— SOURCE PASSAGE —
MEXICO CITY (AP) -- Latin America is home to the world's largest Roman Catholic population, but hopes that the next pope will come from the region appear faint, experts said Monday.
The predominance of Europeans on the College of Cardinals means that the odds are stacked against a Latin American pope, even though the names of a number of high-ranking churchmen from the region have been bandied about, analysts said. The 118-member college, with 62 European members and only 19 from Latin America, will elect a successor for Pope Benedict XVI, who announced Monday he will resign due to age.
Still, hope springs eternal.
"Since Latin America is a fortress for Christianity during these rough times, it would be healthy for us to get a Latin American pope," said Fernando Reyes, 57, a professional violinist, who prays daily at the La Merced church in Santiago, Chile.
Crossing himself before leaving the church, Reyes noted, "I would be proud. We've had Italian, Polish, German. It's time for a Latin American."
Brazilian Cardinals Joao Braz de Aviz, a 65-year-old who has earned praise as head of the Vatican's office for religious congregations, and Odilo Pedro Scherer, the 63-year-old archbishop of Sao Paulo, have been mentioned as possibilities.
Other Latin Americans posited as possible popes include Argentina's Leonardo Sandri and Jorge Mario Bergoglio, the Archbishop of Buenos Aires. Sandri is head of the Vatican's office for Eastern rite churches. He earned fame as the "voice" of Pope John Paul II when the pontiff lost the ability to speak because of his Parkinson's disease.
Also mentioned in 2005, when Benedict was chosen, was Honduran Archbishop Oscar Andres Rodriguez Maradiaga.
But it is unclear whether any one of them could gain traction.
"To see the possibilities for a Latin American pope, you have to look at the makeup of the College of Cardinals," said Bernardo Barranco, an expert at Mexico's Center for Religious Studies. "From the get-go, I see it as difficult for a Latin American ... because the college has not only been "re-Europeanized," it has also been "re-Italianized."
While some see Latin America's estimated 40 percent of the world's 1.2-billion Catholic population as a bulwark of the faith, the church is also facing challenges in the region from evangelical churches.

— EXERCISE BRIEF —
Pick up the news report on Latin America's slim chances of producing the next pope and carry it on from its final sentence. The data has no connection to the news article.

[Collected data]
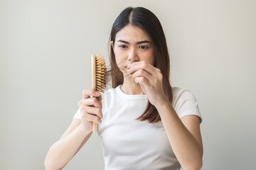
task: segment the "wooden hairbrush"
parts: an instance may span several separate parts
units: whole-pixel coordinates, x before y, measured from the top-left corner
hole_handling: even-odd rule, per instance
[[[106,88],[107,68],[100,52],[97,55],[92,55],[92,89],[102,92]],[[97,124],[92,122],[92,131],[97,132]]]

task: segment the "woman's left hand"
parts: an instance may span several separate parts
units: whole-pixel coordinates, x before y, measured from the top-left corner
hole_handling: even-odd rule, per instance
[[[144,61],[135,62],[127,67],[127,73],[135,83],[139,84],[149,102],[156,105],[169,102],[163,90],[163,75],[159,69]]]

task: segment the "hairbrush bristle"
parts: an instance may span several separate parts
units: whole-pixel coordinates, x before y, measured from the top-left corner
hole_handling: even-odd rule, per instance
--
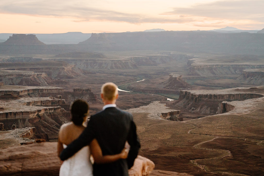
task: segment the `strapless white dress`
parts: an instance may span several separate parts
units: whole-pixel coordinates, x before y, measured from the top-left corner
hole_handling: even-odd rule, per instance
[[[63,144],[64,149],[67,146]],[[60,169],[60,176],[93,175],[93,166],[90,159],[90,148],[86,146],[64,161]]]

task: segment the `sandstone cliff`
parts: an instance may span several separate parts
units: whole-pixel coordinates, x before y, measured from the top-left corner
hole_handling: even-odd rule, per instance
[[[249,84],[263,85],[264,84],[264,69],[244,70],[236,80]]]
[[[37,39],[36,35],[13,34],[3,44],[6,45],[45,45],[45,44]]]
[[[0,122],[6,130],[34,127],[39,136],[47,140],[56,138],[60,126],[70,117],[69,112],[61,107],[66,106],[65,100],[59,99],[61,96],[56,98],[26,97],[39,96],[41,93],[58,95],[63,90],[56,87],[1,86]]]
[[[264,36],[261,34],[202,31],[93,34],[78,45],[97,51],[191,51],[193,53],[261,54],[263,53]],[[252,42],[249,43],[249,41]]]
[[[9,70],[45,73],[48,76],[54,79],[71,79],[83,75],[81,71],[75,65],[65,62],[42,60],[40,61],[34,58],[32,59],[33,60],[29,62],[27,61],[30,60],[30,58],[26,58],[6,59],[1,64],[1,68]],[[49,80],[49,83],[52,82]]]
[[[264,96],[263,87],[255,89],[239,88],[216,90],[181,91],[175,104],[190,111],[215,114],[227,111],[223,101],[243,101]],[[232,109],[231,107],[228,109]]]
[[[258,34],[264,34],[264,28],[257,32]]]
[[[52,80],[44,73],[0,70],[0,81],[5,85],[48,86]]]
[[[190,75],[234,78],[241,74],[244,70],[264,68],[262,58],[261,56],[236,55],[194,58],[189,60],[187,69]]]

— EXERCISE RESPONSE —
In Mexico, the percentage of the population who identify themselves as Catholics dropped from over 90 percent in the 1980s to 84 percent in 2010, the latest year for which data is available.
In Brazil, home to a number of charismatic or evangelical churches, the drop has been even more precipitous, from 84 percent in 1995 to 68 percent in 2010.
"In numerical terms, Latin America is majority Catholic, in broad terms, but these aren't the best times for the church," said Barranco. "On the contrary, it is going through a severe crisis the like of which it has never seen before."
Still, some see Latin America's still-large Catholic population as a decisive force.
"It would be a central argument for electing a Latin American pope, because the future of the church is in the Southern Hemisphere," said R. Andrew Chesnut, a professor of Religious Studies at the Virginia Commonwealth University. "I am not going to make any predictions, but I think there will be a contingent of European cardinals who would support an African or Latin American candidate."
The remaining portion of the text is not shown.